> **Problem requirements**
Go through the listing and copy each line with the string "pink".

> **Material to process**
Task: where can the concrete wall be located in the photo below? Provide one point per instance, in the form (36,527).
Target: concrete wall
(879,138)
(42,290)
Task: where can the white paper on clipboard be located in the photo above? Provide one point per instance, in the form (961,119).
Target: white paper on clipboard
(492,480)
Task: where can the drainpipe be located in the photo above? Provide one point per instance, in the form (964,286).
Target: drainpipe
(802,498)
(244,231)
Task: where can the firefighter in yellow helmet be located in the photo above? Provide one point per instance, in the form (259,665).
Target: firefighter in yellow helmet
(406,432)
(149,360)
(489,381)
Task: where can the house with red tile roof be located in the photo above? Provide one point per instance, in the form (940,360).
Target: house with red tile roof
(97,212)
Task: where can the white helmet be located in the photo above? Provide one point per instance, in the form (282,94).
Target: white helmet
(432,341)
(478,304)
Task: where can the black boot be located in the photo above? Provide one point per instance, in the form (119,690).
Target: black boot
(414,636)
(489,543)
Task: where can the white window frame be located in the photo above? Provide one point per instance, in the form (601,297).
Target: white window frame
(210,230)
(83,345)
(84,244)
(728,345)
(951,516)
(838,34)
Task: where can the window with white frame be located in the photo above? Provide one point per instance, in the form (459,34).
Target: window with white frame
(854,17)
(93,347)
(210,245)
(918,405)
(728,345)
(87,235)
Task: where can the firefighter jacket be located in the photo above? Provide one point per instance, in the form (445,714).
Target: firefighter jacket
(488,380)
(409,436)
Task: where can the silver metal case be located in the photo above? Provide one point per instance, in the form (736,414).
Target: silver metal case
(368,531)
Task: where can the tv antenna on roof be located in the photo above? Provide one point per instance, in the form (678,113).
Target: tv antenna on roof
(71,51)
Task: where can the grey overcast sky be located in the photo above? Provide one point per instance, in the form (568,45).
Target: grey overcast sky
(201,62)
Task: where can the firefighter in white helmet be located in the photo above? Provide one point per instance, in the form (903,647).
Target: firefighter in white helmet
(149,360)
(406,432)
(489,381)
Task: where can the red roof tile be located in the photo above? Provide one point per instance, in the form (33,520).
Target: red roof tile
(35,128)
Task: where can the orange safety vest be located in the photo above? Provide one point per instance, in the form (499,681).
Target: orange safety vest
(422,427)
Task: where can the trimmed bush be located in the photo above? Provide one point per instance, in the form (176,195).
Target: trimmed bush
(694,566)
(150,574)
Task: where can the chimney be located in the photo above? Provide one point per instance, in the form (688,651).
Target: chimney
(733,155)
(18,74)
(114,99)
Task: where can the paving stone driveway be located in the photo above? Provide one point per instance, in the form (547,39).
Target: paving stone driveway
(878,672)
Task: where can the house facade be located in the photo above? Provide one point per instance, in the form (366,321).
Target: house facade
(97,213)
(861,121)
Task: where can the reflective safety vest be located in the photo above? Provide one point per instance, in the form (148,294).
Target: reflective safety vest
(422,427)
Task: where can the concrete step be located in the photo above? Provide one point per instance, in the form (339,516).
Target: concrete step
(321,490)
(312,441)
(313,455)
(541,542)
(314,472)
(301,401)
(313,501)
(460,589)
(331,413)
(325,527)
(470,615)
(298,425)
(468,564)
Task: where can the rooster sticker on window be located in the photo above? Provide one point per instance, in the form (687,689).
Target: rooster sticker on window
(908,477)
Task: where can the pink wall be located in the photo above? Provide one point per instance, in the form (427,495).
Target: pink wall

> **Expected answer**
Task: where can the pink wall be located in the photo above? Provide one point per instance, in the form (427,495).
Target: pink wall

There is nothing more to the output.